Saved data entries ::
++++++++
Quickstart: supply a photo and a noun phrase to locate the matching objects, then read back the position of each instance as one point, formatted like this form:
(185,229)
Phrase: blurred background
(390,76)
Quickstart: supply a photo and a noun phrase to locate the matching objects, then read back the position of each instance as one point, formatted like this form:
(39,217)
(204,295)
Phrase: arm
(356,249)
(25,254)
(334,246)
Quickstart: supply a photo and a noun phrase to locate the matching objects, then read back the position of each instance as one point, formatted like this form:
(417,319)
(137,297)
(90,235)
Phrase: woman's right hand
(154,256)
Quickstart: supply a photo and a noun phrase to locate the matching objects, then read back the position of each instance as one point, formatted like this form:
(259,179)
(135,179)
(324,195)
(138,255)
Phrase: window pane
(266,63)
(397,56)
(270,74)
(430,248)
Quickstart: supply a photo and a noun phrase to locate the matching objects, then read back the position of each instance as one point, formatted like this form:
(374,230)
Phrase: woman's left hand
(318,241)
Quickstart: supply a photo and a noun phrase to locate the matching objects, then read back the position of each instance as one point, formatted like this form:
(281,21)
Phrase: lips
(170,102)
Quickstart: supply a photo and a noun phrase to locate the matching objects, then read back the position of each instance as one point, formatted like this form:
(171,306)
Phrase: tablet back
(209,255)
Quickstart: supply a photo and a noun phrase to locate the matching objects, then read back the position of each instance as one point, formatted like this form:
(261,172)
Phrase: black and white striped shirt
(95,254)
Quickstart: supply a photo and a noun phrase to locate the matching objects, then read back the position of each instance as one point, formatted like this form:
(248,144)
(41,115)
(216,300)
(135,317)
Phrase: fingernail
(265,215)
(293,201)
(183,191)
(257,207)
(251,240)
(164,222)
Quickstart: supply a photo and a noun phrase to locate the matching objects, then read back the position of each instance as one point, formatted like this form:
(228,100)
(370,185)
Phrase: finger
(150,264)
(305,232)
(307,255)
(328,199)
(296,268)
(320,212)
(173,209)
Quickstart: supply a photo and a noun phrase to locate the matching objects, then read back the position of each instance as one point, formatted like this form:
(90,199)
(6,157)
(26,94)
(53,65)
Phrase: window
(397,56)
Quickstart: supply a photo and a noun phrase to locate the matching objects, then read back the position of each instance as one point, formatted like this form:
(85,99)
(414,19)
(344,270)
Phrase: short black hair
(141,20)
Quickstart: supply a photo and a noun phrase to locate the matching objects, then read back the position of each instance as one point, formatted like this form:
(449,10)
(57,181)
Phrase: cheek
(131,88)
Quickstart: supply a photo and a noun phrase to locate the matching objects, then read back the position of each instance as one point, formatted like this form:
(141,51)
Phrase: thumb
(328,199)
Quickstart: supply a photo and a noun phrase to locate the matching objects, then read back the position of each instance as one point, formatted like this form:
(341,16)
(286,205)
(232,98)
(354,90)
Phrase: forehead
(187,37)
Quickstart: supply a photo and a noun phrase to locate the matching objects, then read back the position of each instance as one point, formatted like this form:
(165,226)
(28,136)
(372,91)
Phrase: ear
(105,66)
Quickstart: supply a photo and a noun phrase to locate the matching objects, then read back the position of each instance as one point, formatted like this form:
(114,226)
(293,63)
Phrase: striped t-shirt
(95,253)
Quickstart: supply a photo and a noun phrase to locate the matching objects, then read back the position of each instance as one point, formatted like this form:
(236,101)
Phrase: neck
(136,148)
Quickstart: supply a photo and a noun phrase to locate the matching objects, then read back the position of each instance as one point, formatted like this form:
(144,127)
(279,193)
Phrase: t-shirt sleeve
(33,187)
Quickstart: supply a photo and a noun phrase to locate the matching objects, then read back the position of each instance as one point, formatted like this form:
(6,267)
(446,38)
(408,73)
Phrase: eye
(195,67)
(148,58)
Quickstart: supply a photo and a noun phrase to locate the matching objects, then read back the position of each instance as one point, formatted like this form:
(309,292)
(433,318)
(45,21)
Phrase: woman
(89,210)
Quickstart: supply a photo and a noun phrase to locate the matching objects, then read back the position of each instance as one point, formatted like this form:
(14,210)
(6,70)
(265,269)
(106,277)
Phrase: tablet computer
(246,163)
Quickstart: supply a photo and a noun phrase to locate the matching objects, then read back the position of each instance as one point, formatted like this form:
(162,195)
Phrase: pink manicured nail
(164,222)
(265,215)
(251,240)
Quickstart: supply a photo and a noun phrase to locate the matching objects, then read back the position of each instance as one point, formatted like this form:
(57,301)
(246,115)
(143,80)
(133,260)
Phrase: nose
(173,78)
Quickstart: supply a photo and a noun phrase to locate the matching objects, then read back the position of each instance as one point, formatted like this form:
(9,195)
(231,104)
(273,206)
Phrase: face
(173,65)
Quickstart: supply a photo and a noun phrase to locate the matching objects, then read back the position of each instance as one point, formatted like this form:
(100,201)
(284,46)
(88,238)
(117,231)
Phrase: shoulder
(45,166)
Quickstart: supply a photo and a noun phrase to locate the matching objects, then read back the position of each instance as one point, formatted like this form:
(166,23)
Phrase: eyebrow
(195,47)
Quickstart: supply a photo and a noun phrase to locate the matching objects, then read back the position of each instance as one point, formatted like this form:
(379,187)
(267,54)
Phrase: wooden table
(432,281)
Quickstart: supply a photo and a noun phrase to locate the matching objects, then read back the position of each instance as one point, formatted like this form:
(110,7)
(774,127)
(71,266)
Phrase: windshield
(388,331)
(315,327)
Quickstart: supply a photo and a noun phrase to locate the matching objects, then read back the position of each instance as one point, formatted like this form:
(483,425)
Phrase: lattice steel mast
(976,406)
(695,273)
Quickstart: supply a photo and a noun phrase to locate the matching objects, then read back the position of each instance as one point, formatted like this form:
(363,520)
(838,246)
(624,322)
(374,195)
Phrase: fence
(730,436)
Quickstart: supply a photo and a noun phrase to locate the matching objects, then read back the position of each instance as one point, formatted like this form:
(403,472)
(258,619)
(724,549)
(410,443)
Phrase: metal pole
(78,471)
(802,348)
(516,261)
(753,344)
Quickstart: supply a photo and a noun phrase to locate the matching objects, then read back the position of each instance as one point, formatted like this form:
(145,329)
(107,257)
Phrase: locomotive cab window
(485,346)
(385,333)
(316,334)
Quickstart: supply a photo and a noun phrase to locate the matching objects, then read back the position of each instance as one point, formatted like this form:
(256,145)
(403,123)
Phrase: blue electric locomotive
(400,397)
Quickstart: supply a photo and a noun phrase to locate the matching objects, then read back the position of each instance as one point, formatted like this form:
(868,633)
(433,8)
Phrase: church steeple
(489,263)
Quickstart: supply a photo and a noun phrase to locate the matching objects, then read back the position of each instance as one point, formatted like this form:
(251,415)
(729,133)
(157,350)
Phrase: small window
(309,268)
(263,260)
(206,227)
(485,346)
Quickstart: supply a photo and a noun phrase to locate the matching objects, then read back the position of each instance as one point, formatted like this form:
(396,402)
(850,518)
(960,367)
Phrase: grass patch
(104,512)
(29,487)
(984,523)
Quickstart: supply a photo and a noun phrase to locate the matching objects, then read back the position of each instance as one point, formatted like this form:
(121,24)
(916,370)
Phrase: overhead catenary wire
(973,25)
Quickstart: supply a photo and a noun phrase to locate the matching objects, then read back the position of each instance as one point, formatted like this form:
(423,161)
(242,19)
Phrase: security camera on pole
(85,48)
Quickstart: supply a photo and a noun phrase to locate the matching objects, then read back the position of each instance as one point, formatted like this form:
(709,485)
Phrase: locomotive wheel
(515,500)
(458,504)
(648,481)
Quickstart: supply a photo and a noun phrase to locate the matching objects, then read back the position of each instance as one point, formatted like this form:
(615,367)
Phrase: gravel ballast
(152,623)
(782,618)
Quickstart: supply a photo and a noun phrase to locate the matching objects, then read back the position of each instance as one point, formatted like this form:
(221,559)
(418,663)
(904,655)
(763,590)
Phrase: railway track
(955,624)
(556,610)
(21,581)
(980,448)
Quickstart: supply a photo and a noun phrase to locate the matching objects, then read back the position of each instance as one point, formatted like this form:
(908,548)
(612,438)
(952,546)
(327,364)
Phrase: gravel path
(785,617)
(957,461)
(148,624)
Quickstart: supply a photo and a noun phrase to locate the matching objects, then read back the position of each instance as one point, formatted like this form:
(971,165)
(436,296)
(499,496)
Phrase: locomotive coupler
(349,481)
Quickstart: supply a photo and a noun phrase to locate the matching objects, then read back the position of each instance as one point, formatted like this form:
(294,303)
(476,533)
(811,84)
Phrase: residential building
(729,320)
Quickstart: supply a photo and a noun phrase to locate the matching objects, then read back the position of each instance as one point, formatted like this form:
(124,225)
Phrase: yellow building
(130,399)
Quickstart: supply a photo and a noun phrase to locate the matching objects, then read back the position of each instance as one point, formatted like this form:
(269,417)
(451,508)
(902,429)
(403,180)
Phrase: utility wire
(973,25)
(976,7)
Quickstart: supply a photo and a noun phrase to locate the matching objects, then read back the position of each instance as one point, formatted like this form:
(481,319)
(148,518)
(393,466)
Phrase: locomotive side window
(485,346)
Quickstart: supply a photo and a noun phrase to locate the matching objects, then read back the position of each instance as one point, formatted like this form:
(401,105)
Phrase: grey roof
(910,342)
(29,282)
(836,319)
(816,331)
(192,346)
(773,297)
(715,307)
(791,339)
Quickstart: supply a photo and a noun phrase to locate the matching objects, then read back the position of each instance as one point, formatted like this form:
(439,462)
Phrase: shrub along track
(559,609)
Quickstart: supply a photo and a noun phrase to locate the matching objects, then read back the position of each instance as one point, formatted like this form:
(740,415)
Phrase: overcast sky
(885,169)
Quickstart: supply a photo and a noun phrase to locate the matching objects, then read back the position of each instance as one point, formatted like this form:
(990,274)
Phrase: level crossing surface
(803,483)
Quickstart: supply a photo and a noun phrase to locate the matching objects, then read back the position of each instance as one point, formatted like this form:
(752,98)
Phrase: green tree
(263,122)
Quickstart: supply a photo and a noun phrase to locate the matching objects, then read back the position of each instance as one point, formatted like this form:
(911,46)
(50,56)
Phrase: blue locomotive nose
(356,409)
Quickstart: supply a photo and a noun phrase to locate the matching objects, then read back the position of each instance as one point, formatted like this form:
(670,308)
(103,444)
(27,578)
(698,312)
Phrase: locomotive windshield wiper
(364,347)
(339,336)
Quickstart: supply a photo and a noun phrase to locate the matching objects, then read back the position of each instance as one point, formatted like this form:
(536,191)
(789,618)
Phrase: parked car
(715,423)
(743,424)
++++++++
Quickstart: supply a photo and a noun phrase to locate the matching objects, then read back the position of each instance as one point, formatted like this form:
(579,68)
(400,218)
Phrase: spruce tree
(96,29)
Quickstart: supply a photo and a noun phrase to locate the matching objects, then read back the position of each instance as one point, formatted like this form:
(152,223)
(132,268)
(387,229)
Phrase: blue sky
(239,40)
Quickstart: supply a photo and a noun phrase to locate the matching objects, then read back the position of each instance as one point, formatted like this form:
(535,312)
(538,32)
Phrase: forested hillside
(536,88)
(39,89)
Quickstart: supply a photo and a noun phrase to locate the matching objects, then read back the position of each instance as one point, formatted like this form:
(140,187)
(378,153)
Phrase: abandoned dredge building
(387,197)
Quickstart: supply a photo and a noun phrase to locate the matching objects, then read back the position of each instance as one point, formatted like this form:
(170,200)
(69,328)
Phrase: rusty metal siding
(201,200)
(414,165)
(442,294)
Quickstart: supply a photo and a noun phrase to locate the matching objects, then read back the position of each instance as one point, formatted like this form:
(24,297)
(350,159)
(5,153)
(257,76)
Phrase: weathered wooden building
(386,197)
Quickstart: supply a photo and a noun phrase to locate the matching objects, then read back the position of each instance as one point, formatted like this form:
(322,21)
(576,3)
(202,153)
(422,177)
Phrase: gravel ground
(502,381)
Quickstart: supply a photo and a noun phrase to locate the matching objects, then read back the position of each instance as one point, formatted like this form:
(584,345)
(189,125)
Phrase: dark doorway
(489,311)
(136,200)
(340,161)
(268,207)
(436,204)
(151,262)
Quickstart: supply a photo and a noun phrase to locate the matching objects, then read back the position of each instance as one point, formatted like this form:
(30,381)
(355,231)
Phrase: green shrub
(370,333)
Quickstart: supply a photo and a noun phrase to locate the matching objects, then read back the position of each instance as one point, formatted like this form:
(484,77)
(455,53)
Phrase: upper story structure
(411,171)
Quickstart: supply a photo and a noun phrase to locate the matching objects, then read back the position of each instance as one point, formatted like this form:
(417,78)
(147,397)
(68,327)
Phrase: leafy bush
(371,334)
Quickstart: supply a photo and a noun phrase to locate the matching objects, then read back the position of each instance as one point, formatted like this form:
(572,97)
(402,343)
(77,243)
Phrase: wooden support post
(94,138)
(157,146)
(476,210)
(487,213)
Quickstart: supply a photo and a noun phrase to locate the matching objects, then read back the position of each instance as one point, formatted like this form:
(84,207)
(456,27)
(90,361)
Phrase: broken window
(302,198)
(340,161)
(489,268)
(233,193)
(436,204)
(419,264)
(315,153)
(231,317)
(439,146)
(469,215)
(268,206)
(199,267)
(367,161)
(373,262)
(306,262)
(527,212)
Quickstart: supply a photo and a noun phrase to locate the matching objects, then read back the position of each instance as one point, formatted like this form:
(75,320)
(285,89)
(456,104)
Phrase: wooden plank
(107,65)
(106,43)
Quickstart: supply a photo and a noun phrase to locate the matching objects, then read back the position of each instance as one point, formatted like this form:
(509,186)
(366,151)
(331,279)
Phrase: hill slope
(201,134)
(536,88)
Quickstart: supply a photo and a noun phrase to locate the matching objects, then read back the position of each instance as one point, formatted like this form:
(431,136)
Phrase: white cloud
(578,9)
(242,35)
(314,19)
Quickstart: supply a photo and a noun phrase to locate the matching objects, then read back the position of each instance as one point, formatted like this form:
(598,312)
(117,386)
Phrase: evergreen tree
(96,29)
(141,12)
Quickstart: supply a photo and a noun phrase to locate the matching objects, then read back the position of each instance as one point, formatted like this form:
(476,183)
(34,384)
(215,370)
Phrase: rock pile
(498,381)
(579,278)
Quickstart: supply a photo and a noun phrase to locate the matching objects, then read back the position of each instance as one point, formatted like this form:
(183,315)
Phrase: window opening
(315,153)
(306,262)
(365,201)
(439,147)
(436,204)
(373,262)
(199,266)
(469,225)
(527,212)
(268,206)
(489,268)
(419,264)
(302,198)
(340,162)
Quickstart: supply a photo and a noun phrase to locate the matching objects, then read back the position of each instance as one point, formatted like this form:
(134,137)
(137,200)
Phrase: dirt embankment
++++++++
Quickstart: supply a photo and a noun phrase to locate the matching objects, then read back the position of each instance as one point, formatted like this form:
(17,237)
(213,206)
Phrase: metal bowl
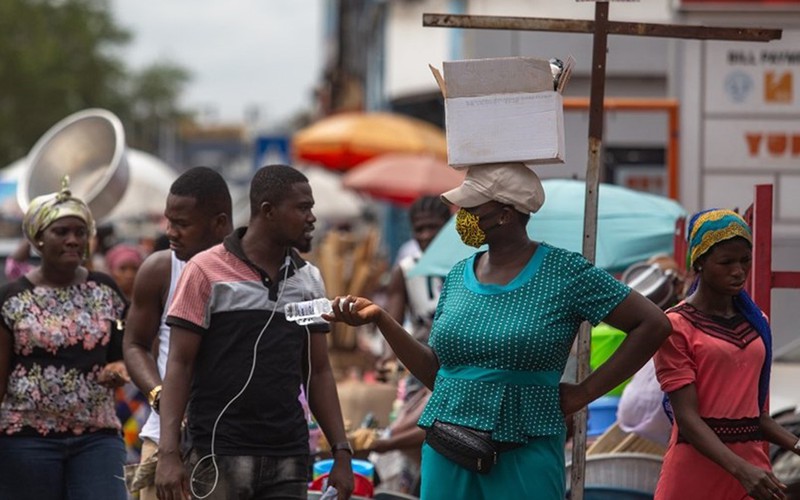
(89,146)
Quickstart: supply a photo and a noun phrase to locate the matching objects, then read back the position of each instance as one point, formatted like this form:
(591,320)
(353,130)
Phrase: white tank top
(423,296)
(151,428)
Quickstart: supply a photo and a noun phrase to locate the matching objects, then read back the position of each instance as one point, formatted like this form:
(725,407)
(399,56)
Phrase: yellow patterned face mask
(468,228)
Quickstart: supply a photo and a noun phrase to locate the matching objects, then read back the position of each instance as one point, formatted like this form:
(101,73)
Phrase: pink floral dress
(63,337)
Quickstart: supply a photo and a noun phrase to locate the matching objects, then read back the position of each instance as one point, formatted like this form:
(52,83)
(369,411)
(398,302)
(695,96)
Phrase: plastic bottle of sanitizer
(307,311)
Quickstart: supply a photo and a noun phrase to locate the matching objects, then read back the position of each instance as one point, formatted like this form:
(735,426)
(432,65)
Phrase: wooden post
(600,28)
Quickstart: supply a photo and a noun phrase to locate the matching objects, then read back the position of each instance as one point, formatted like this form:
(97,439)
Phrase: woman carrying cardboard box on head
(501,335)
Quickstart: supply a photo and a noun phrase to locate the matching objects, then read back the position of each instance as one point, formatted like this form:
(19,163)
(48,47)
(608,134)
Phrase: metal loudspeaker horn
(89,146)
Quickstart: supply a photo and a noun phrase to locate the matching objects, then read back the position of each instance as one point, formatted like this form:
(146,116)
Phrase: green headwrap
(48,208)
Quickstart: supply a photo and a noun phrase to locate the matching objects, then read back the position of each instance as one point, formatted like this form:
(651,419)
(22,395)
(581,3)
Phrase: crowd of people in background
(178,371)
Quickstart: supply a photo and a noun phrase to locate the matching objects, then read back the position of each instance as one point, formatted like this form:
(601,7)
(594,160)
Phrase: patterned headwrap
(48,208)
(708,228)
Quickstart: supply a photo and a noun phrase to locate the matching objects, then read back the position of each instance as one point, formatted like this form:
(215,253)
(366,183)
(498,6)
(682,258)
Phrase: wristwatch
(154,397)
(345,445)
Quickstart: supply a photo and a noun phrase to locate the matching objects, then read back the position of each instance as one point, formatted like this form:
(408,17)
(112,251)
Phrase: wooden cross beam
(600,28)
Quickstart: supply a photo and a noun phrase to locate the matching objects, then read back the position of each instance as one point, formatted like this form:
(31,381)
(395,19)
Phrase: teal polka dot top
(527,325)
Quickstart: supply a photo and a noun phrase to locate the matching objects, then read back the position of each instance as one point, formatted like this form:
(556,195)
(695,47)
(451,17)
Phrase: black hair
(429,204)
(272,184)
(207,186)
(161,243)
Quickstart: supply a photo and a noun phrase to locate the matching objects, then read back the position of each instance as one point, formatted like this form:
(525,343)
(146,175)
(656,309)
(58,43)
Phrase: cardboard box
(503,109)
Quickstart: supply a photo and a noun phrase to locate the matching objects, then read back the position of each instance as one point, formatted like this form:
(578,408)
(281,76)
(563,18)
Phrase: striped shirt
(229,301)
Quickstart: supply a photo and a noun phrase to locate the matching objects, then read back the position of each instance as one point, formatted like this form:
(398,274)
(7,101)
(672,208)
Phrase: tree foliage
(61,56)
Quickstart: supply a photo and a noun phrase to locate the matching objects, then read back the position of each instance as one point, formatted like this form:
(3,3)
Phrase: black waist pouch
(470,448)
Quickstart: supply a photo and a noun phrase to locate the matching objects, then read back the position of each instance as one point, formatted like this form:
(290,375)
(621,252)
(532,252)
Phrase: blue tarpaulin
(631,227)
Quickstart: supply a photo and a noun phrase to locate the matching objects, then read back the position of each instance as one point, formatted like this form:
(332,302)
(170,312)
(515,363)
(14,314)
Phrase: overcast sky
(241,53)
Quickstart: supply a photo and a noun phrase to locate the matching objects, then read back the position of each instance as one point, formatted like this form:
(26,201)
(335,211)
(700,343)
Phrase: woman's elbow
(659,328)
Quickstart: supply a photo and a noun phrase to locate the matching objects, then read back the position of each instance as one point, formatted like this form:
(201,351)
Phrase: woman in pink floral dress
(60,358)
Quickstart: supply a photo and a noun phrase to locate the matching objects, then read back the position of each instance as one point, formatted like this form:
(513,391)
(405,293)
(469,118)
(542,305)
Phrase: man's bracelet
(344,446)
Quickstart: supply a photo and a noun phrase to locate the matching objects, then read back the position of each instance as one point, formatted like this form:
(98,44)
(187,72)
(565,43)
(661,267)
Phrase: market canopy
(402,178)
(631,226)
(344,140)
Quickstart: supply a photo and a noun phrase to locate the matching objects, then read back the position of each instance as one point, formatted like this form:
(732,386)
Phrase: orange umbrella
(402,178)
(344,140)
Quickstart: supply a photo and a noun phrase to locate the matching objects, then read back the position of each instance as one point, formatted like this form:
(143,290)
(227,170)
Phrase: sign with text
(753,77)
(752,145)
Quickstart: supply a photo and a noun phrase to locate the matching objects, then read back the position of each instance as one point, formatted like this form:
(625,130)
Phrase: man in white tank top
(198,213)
++++++++
EXERCISE :: Pick out every line in the entries above that contains the string "wire", and copy each such line. Treat matches as case-sensitive.

WRITTEN ANSWER ::
Phrase: overhead catenary wire
Phrase: utility wire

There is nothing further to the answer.